*** Opening Source records ***

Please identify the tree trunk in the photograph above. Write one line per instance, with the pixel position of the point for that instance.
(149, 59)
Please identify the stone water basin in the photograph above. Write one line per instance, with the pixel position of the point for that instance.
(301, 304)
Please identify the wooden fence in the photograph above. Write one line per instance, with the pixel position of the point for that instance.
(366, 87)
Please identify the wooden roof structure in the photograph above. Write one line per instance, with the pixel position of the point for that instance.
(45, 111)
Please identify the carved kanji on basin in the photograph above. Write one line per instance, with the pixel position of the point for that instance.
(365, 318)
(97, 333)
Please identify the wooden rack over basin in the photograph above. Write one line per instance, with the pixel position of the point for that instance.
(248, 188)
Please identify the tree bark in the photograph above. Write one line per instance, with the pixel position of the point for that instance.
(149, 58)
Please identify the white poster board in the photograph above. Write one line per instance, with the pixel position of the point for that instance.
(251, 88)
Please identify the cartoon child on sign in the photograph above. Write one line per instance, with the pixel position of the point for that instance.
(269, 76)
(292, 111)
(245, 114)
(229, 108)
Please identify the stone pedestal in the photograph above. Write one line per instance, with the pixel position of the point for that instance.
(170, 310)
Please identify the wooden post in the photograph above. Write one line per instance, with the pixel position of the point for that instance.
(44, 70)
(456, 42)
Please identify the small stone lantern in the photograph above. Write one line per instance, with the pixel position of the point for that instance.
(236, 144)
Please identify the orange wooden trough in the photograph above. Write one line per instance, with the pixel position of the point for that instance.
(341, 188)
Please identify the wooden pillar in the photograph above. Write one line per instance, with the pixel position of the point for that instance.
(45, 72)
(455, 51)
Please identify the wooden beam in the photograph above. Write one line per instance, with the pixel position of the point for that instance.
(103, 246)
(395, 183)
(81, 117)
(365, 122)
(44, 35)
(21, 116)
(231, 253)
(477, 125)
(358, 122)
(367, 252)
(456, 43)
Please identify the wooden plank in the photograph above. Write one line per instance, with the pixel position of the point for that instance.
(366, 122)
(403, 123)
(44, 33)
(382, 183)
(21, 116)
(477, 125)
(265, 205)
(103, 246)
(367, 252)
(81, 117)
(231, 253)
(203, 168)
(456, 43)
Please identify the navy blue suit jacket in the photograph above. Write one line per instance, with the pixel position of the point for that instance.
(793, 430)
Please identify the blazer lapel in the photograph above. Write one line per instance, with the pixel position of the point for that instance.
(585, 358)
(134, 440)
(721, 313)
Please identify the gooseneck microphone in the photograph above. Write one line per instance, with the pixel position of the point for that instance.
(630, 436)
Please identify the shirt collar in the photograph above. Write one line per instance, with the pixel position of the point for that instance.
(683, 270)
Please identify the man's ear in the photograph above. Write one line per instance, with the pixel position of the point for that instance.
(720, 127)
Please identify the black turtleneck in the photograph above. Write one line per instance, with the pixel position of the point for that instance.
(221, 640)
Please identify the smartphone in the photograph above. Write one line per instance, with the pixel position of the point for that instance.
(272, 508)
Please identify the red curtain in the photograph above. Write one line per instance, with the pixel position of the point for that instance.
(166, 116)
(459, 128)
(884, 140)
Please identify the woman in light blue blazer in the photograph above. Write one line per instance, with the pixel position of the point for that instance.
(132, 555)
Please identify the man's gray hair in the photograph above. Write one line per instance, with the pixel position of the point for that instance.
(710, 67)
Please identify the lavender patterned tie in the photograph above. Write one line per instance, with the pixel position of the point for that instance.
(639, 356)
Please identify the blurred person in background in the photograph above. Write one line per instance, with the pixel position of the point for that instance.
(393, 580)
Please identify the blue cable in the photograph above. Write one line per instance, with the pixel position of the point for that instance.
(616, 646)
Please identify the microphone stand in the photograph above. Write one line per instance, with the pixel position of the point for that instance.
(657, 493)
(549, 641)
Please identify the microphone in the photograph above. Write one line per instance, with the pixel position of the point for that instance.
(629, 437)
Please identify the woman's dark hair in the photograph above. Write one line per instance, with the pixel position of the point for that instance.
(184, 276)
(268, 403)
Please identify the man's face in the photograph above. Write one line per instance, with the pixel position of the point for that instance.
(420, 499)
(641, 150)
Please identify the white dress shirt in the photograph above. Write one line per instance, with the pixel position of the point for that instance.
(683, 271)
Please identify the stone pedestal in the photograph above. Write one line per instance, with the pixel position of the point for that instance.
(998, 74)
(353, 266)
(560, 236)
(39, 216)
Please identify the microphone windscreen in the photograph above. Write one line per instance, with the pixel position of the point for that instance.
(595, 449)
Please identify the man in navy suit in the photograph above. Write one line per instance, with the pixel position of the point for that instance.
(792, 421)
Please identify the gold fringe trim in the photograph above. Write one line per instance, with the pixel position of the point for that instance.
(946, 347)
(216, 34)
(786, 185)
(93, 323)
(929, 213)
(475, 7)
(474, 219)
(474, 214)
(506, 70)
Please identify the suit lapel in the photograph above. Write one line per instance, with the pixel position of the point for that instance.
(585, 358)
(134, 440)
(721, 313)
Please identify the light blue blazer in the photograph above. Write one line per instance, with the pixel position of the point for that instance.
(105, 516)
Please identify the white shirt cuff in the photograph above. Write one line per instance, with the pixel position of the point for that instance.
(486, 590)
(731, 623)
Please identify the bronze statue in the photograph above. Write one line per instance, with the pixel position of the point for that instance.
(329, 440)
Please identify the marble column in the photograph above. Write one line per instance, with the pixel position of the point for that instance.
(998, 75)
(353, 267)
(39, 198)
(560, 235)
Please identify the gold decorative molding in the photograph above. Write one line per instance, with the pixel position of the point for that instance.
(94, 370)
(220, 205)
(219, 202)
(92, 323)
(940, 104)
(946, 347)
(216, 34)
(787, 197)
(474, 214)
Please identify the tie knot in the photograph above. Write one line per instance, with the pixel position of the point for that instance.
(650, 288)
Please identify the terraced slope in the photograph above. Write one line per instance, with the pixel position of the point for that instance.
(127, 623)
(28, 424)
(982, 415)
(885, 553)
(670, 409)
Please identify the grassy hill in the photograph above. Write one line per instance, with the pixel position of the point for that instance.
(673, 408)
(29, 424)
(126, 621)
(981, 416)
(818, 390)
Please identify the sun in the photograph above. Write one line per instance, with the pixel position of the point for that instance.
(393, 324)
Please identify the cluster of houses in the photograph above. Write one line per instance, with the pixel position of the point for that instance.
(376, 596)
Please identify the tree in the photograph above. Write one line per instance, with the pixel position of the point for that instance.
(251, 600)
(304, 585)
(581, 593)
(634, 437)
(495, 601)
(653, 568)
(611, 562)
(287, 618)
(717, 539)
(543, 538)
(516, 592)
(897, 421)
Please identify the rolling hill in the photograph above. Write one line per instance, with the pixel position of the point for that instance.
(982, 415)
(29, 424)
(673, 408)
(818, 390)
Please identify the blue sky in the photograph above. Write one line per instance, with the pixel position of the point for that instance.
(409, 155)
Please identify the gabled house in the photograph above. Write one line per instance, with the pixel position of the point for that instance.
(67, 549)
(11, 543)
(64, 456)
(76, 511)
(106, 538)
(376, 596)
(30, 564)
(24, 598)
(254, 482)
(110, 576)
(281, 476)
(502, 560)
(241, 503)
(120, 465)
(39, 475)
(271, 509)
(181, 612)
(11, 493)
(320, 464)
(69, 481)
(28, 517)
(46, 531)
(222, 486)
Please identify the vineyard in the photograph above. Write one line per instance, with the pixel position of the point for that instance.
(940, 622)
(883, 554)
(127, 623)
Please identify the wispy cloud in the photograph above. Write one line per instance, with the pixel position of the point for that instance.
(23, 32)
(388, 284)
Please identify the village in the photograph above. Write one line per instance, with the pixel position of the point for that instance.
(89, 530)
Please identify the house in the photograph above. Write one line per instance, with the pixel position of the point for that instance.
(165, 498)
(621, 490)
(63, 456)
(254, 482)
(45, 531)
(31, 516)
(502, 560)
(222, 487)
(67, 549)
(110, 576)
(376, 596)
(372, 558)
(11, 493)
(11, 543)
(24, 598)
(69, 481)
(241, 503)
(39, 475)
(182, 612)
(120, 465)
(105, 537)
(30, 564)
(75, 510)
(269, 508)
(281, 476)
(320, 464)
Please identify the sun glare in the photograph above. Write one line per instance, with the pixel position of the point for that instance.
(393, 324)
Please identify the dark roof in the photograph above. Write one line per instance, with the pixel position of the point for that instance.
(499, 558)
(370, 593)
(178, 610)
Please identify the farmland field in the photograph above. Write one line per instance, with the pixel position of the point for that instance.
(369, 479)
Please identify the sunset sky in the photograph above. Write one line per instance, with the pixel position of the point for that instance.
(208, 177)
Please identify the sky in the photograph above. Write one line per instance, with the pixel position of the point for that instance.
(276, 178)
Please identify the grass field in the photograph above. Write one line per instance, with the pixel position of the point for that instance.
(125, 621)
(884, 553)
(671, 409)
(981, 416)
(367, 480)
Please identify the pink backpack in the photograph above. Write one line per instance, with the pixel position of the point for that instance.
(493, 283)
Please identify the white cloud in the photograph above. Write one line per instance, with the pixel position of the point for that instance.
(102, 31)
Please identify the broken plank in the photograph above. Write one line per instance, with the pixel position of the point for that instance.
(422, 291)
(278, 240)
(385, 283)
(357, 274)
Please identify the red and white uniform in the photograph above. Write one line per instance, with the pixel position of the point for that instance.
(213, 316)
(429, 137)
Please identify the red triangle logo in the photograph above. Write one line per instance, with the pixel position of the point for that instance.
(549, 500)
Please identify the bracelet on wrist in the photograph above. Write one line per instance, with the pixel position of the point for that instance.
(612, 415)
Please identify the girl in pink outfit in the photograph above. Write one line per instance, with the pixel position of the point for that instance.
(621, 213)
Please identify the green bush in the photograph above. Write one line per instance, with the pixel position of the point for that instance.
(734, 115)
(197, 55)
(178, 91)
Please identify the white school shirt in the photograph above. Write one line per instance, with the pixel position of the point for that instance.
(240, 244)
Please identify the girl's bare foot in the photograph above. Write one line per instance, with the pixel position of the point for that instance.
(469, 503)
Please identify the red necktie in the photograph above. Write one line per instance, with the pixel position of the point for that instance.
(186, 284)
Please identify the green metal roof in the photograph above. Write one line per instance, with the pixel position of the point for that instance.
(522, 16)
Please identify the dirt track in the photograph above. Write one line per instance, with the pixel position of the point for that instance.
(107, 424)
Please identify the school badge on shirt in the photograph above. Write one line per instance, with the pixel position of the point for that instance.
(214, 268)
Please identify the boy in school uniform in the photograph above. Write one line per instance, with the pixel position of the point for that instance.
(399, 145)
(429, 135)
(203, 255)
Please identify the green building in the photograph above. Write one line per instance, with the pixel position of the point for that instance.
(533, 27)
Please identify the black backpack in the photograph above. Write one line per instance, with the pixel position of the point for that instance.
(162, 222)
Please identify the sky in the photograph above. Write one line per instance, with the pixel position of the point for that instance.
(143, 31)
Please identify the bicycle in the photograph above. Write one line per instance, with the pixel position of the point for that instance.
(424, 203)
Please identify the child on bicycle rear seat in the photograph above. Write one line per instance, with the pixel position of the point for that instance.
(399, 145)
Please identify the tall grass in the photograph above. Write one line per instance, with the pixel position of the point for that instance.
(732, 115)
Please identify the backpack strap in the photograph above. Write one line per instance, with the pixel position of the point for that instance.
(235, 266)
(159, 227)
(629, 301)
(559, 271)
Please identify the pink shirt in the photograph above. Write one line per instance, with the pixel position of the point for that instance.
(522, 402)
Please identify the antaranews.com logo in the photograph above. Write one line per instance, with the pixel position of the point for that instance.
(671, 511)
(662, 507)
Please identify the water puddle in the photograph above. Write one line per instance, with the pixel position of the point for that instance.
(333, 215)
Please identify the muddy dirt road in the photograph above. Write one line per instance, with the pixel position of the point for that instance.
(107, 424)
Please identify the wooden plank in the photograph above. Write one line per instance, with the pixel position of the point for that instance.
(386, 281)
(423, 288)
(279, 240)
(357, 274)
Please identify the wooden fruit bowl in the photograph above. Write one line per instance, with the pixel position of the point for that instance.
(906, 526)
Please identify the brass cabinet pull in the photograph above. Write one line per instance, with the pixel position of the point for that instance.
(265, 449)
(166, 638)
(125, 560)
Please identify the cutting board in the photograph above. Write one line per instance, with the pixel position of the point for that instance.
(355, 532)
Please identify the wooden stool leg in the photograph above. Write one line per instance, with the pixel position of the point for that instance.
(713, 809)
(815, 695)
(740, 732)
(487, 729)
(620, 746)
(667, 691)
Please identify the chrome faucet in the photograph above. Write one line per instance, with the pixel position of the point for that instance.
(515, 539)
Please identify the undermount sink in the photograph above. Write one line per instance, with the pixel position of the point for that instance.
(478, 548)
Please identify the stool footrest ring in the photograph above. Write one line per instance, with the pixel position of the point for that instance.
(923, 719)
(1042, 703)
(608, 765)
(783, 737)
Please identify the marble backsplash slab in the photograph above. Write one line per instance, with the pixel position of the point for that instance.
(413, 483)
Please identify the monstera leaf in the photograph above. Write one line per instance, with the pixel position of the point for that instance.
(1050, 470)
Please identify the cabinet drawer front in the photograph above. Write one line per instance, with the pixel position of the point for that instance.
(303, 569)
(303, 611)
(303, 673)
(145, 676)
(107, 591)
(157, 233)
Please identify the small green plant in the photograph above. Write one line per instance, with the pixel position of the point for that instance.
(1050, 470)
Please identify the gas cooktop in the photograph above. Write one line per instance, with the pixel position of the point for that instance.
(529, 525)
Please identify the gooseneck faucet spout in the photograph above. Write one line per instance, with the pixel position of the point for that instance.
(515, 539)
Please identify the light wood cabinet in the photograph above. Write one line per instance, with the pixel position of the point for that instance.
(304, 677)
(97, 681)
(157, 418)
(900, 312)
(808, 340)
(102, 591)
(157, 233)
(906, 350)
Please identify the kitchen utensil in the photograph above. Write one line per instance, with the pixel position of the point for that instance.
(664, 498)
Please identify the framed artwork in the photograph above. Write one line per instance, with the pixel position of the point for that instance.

*** Closing Source records ***

▶ [To do]:
Please output only the lines from the one holding "Please identify the light wood" to the end of the records, first and last included, exactly as they appear.

▶ [Result of the exercise]:
Please identify the light wood cabinet in the photograph above. Write one line per instance, with the pixel position of the point for that instance.
(304, 677)
(97, 681)
(157, 418)
(900, 312)
(808, 340)
(102, 591)
(157, 233)
(906, 350)
Please identify the kitchen utensil in the photograph above. Write one line per instance, with the pixel position of the point for that instance.
(664, 498)
Please identify the framed artwork in the photograph above. Write one line per instance, with the pixel position of the point for that instance.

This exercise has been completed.